▶ REQUIRED WORK:
1: Please retype the stretch from "If education in" through "was intended to." in the passage on American public education.
2: Answer these from the passage on American public education:
(a) In what periods was the system designed?
(b) According to the passage, what would the children who did not meet the standards be consigned to?
(c) How many years past that historic moment are we now?

▶ SOURCE DOCUMENT:
If education in the United States of the 21st Century is failing, that failure has been built over a very long time. And I do not think that it can be “fixed” in any meaningful way unless people understand that the failures we see today are our system working exactly as it was intended to.

Yes, that’s what I’m saying. Our American public education system is doing exactly what it was designed to do. It is separating “winners” from “losers” and it is reinforcing our economic gap. The system was designed in the 1840s and at the turn of the 20th Century to separate society into a vast majority of minimally trained industrial workers and a small, educated elite. It was designed to enforce White, Protestant, Middle-Class, “Typically-abled” standards on an increasingly diverse American population. A few blessed children in each generation who met those standards might move up in society. The rest would be consigned to low wage manual labor. It was designed to ensure that the children of the elites had the opportunities they needed to remain the elite. Everything about the system – from the way schools are funded, to the way standards are created, to the system of tests, to our peculiar form of college admissions, to our notions of disability – was created to meet the employment goals of the United States from the mid 19th Century to the mid 20th Century.

Unfortunately we are 50 years past that historic moment, and we are no longer happy with the results.

▶ INFORMATION SUPPLIED:
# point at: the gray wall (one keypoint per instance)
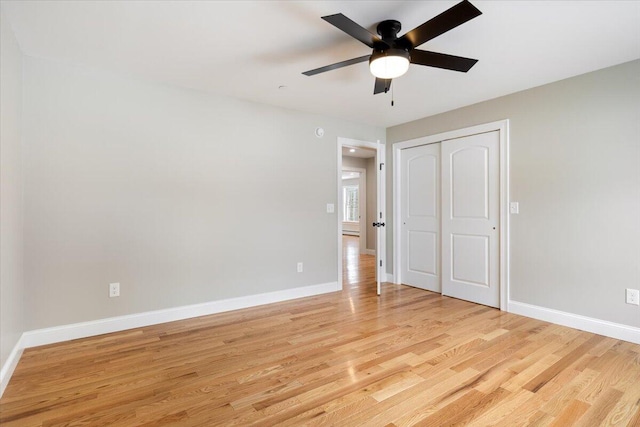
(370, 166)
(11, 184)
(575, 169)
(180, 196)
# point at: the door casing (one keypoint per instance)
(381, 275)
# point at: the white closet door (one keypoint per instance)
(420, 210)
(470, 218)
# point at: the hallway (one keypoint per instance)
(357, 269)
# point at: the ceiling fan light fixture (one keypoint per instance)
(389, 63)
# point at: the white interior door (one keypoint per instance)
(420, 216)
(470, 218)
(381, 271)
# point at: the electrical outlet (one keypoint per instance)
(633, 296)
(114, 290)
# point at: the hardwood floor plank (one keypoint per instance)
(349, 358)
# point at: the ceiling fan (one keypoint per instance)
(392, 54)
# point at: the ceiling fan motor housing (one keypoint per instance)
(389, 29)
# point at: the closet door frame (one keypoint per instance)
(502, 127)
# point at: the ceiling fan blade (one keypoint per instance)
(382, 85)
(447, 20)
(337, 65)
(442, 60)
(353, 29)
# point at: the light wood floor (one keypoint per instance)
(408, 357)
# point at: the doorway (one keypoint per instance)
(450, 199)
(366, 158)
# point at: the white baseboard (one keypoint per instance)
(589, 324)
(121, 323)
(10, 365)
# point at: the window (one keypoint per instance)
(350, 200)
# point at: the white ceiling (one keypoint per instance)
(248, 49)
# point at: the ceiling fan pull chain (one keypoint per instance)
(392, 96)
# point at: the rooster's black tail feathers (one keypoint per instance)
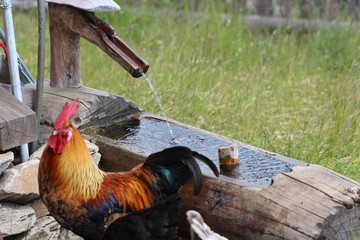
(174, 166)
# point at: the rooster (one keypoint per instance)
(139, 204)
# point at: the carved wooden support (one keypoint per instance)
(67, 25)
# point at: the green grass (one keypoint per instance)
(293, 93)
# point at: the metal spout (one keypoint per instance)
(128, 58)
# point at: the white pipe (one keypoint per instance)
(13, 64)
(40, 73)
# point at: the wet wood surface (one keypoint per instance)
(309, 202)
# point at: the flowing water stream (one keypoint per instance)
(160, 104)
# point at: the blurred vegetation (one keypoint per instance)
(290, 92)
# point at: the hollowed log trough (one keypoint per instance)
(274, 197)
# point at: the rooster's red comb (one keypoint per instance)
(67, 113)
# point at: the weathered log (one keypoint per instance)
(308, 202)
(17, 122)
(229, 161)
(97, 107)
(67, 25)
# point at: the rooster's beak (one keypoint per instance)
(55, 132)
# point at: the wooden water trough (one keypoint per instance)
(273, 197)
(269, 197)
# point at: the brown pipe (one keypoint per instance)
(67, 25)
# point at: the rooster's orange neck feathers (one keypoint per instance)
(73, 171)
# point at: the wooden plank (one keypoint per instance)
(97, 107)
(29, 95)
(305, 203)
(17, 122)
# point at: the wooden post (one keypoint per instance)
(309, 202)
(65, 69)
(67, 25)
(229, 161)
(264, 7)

▶ ANSWERS GIVEN:
1:
If education in the United States of the 21st Century is failing, that failure has been built over a very long time. And I do not think that it can be “fixed” in any meaningful way unless people understand that the failures we see today are our system working exactly as it was intended to.

2:
(a) In the 1840s and at the turn of the 20th Century.
(b) Low wage manual labor.
(c) 50 years.